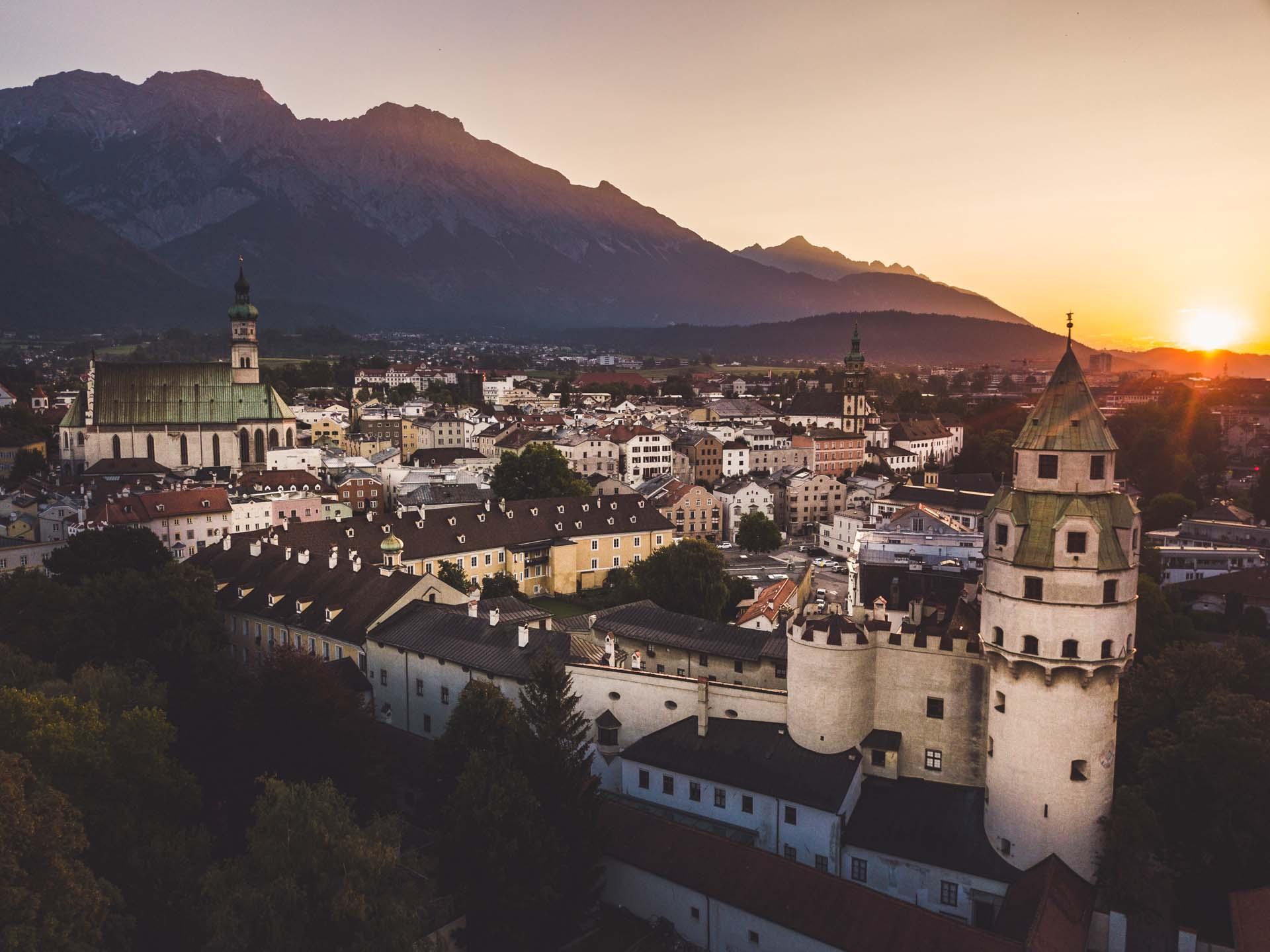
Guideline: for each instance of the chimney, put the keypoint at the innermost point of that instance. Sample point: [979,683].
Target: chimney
[702,706]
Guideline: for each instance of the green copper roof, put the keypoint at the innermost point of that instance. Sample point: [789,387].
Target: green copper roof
[1066,416]
[177,393]
[1039,514]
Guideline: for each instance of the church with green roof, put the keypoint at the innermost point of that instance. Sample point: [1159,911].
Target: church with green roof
[182,416]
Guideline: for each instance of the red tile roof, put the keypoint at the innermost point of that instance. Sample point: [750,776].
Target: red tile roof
[799,898]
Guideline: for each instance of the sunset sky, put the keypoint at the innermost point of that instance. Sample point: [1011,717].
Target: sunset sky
[1109,158]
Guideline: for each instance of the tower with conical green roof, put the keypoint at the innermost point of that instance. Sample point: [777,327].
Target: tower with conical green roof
[1058,615]
[244,351]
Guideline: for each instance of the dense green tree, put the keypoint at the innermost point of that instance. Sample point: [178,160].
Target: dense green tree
[757,533]
[686,578]
[107,552]
[499,585]
[313,879]
[501,858]
[1166,511]
[540,472]
[50,899]
[452,574]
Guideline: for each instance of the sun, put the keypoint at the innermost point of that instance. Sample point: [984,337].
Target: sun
[1205,329]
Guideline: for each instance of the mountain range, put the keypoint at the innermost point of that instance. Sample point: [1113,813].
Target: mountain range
[127,205]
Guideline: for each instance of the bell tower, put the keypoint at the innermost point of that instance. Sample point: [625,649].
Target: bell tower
[244,351]
[1060,609]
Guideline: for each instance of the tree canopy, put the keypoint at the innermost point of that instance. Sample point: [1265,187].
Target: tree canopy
[540,472]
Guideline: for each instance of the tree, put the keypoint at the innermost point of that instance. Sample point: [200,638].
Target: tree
[686,578]
[499,585]
[106,552]
[499,858]
[558,764]
[452,574]
[757,533]
[1165,511]
[27,463]
[50,899]
[314,879]
[540,472]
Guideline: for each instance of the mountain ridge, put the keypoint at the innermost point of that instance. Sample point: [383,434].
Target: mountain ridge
[398,218]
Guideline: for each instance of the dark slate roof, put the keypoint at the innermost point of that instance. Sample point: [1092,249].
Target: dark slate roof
[826,908]
[361,597]
[446,495]
[349,675]
[530,521]
[940,824]
[444,455]
[427,628]
[1048,908]
[882,740]
[647,622]
[753,756]
[1066,417]
[509,609]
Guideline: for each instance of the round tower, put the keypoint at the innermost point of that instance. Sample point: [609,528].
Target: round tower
[829,670]
[1060,607]
[244,353]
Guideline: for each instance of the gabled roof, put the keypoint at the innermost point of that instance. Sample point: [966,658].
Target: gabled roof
[1067,417]
[937,824]
[178,393]
[826,908]
[650,623]
[427,628]
[753,756]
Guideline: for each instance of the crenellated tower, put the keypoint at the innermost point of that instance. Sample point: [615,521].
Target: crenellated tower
[244,351]
[1060,608]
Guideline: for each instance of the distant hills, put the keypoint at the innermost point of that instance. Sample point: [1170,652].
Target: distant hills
[890,337]
[799,255]
[398,219]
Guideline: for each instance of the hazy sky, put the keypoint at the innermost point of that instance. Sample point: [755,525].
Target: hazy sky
[1111,158]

_Stated exercise_: Reproduce each line word for word and drop the pictures.

_Problem solution_:
Guideline: for each instance of the chimney, put the keypoint at the innermost point of that instance. Sample point: [979,683].
Target: chimney
[702,706]
Guideline: for each instance of the green copper roof, put the keypoint at the innermost point of that instance. Sample point: [789,387].
Target: green copper roof
[1066,416]
[177,393]
[1039,514]
Guideline: for each instance of the church with green roof, put the keypoint at the innermost point of that instance. Sample point: [1159,911].
Target: church with green roof
[182,416]
Guideline: for each instance of the red tile roof, put the keypoint at the innermost point of that instance. Sample point: [750,776].
Target: red tile roof
[799,898]
Guideline: for each instance of the sunset sky, put the keypoint at the innermost point of that instance. Sample point: [1011,717].
Target: sunset sky
[1109,158]
Guideline: for each instance of the tower with conical green roof, put the keypoint at the innermost point of that instance. Sample point: [777,327].
Target: tower with conical green roof
[1058,615]
[244,351]
Guideline: for each instance of the dense green tree, put the keypoint at the innermost point of that instance. Sample point: [178,160].
Target: dense green tree
[757,533]
[686,578]
[107,552]
[499,585]
[313,879]
[501,858]
[1166,511]
[540,472]
[50,899]
[452,574]
Guideline: for each instance of the sun, put the keypoint at the innermost point of that instance. Sample point: [984,337].
Target: sun
[1205,329]
Guideline: for each instance of the mountain range, put the keypoint at the innermost point of that instance. Sample point: [1113,813].
Target: mountain range
[127,205]
Guideline: for each instance of the bell tower, put the keypoint at the innermost point of that instance. Sample point: [625,649].
Target: bell tower
[244,351]
[1060,609]
Guideline: for each instance of the tree canopy, put the keypoint at the innermost point of that instance. Sample point: [1265,187].
Target: tree canopy
[540,472]
Guideline: for each instance of the tree, put the keypoint at the innermost point of that instance. Sample point: [200,638].
Target: tree
[686,578]
[499,585]
[106,552]
[499,858]
[558,764]
[452,574]
[757,533]
[1165,511]
[27,463]
[50,899]
[314,879]
[540,472]
Guideline: for each instance of the mountain ridge, put the keypoint at the innermost point of that instance. Sample point: [383,434].
Target: mountain ridge
[398,218]
Guideline: for each instance of the dark slate roof, put the keypoint at the innermost point of that instance. Sample point: [1092,249].
Target: dark slate roof
[826,908]
[361,597]
[446,495]
[349,675]
[530,521]
[940,824]
[444,455]
[427,628]
[1048,908]
[882,740]
[647,622]
[753,756]
[1066,417]
[509,609]
Guideline: for each instance of the round tower, put the keypoint at the innermost point of that instance. Sample point: [609,528].
Target: round tower
[829,670]
[1060,607]
[244,353]
Guideline: for each instance of the gabled roof, put the keypoint at the innermost point of that instance. Sample point: [966,658].
Target: gabled roof
[1067,417]
[937,824]
[178,393]
[826,908]
[650,623]
[427,628]
[753,756]
Guideline: for each instance of the crenellated tower, put the keypoint at the innermost point of that instance. Sample point: [615,521].
Target: crenellated tower
[244,351]
[1060,608]
Guideline: for each instance of the distant hills, put the keypoint at the innermost point of that instance. Sample point: [1170,652].
Target: distant hills
[890,337]
[799,255]
[398,219]
Guideline: for each instance of the hazy sky, put the keypoint at the innermost point of that instance. Sample point: [755,525].
Target: hazy sky
[1111,158]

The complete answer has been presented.